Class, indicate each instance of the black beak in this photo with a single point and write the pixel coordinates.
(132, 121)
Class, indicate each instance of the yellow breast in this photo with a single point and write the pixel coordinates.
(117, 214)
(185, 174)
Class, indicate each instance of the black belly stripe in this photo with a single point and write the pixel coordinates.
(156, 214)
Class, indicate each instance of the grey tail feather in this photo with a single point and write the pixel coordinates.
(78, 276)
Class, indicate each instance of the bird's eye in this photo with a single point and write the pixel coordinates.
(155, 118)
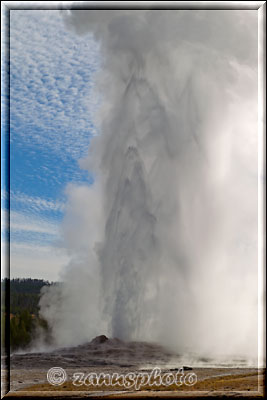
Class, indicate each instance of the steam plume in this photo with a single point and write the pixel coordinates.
(164, 244)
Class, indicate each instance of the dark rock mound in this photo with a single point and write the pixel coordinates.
(99, 339)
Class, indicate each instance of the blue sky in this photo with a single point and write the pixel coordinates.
(52, 103)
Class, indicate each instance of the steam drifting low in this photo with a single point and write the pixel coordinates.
(164, 243)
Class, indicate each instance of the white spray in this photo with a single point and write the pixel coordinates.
(164, 243)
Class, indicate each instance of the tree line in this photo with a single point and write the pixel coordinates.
(25, 322)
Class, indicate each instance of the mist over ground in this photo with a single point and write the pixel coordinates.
(164, 243)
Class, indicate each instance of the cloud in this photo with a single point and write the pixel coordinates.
(37, 203)
(51, 75)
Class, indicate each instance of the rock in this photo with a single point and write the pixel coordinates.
(99, 339)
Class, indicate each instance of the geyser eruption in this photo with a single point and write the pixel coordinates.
(164, 243)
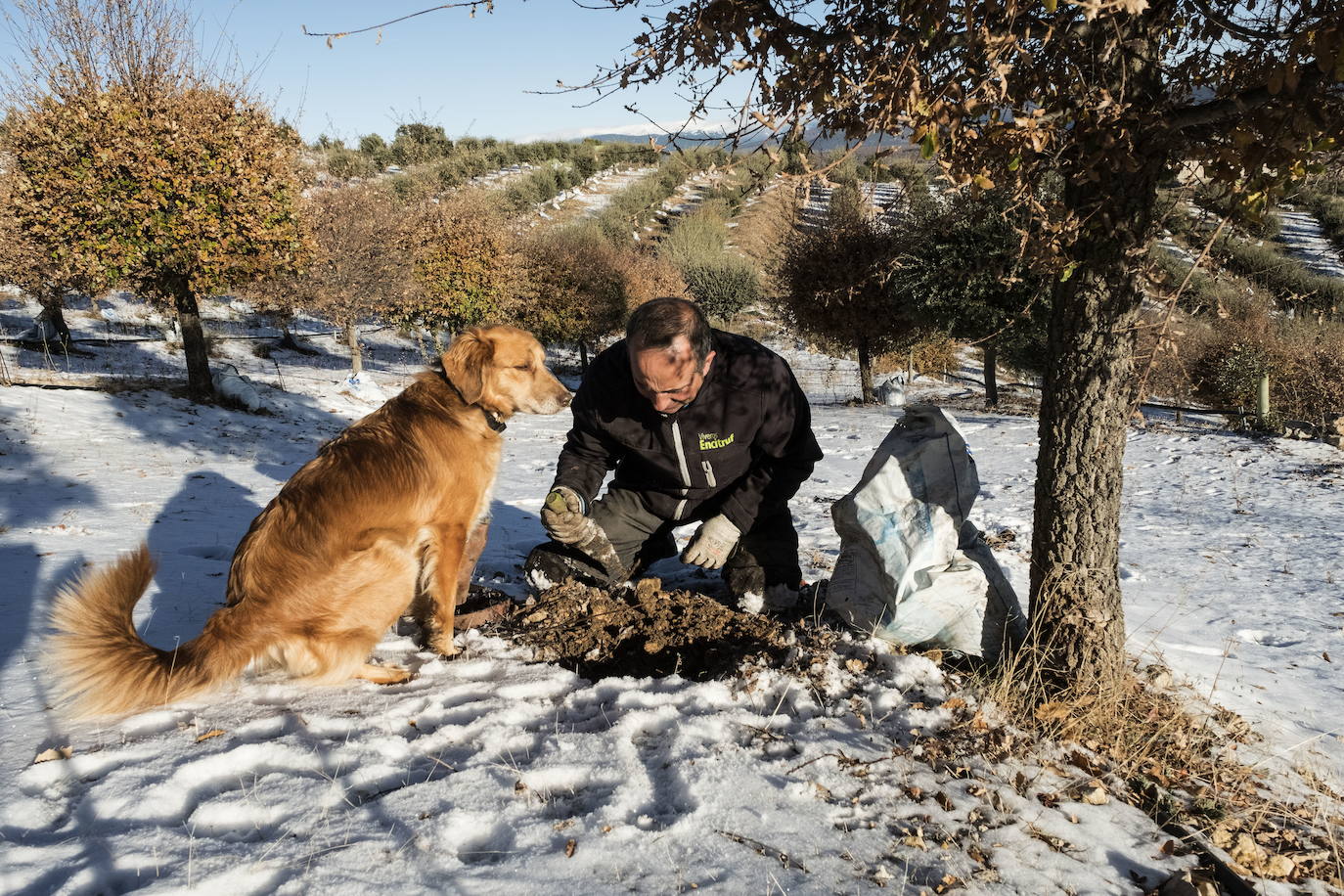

++++++++++++++++++++

== STATED TASK ==
Reproduce every item above verbatim, leaving the pictures out of your copy.

== RESPONSE TO THE EXERCISE ==
Class, indicate each instance of the black beak in this photo with a single point and write the pixel coordinates.
(132, 121)
Class, indicate each instance of the yellow breast in this photo with a single point and write the pixel coordinates.
(117, 214)
(185, 174)
Class, indicate each instance of the black belly stripe in this photo with a single point and write the pixel coordinates.
(156, 214)
Class, indicate each instance of the grey tail feather in this photo with a single point and write the pixel coordinates.
(78, 276)
Class, indicate each instance of the bird's eye in this photo with a single point and write the pixel coordinates.
(155, 118)
Class, indicate each instance of the steam plume in this photo with a single point and write the pixel coordinates.
(164, 244)
Class, indicate each instance of the dark rock mound in this photo with a single point and write the pixel coordinates.
(99, 339)
Class, indicate each instance of the blue sky in this photo with a single point and write the pixel coordinates.
(52, 103)
Class, indicate each instance of the steam drifting low in this photo with a single point and write the pixel coordinates.
(164, 243)
Class, indicate each instance of the white spray in this photo with a single point and write the pixel coordinates.
(164, 243)
Class, indicate each instance of the tree line in this photo with a single point and write the pixel coordinates.
(25, 322)
Class, indicate each instance of the mist over ground in this photo with a single point and write the pixel coordinates.
(164, 243)
Class, indicate each instance of the cloud in this photo with a single point and write the pixel coordinates.
(37, 203)
(51, 75)
Class, indicate each instance of the rock in this photo with a single point and write the pixel coordinates.
(99, 339)
Class, indicate each instance of the geyser eruption in this photo with a single point and write the pixel coordinates.
(164, 243)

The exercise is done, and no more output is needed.